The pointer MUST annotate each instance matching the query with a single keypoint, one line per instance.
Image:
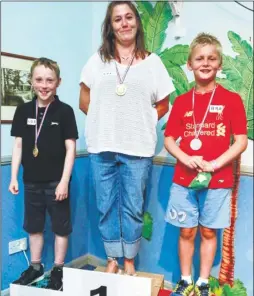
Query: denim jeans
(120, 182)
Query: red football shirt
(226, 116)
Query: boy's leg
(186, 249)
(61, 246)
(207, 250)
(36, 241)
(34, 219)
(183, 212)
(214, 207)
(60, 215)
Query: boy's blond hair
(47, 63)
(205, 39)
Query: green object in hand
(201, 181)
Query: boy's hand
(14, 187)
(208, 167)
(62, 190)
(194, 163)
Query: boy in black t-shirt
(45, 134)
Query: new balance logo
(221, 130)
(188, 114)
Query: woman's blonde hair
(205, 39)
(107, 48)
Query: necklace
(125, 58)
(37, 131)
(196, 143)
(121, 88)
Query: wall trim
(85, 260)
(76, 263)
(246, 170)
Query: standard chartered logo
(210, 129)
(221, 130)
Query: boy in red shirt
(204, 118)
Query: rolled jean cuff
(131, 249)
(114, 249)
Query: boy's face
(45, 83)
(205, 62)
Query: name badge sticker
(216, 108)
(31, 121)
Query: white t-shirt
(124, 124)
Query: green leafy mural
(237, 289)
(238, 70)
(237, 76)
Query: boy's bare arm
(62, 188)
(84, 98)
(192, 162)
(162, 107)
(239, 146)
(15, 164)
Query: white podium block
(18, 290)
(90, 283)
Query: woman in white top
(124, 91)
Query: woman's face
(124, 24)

■ ■ ■ ■

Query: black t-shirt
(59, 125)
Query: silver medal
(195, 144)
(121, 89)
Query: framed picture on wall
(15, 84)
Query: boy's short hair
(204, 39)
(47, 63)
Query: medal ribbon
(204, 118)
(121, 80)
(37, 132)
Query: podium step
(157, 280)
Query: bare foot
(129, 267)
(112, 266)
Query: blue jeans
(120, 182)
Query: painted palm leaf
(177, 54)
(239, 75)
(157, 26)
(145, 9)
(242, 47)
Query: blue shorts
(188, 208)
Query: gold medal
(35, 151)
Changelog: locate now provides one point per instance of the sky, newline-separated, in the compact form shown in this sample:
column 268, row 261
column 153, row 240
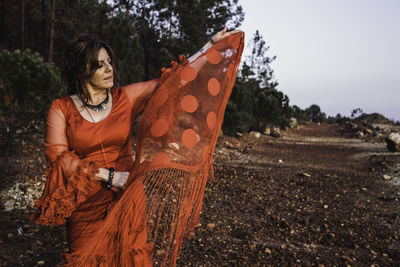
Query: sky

■ ■ ■ ■

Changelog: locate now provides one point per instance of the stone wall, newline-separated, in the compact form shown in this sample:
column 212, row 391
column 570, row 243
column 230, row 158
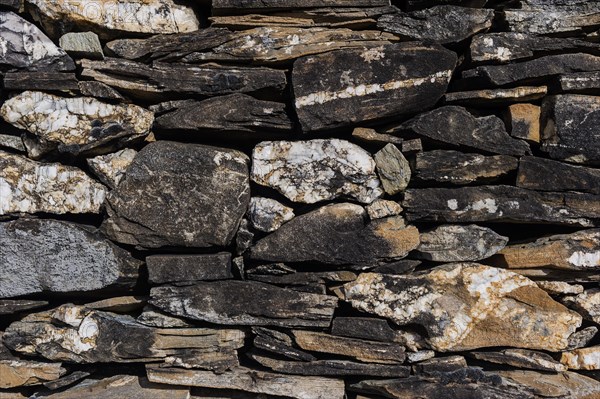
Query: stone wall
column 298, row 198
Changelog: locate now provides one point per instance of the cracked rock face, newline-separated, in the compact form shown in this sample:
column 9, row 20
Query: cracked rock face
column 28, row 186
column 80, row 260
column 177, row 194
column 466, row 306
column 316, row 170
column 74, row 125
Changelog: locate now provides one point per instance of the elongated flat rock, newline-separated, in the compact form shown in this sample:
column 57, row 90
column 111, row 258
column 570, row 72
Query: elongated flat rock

■ ■ ■ ■

## Directions for this task
Of the lines above, extract only those from the line with "Query: stone wall" to the line with "Query: elongated flat rock", both included, exactly as written.

## Final answer
Query: stone wall
column 298, row 198
Changelog: locate now provides one point per instance of the cracked rock face, newline-separated, in the compact form shown in this sample:
column 9, row 20
Query: cracked rock face
column 28, row 186
column 80, row 260
column 177, row 194
column 466, row 306
column 316, row 170
column 74, row 125
Changelog: locate now provides one point per instance of the elongated flat rock, newline-separated, in the compact form shown in this sample:
column 57, row 90
column 111, row 258
column 570, row 72
Query: elongated flat rock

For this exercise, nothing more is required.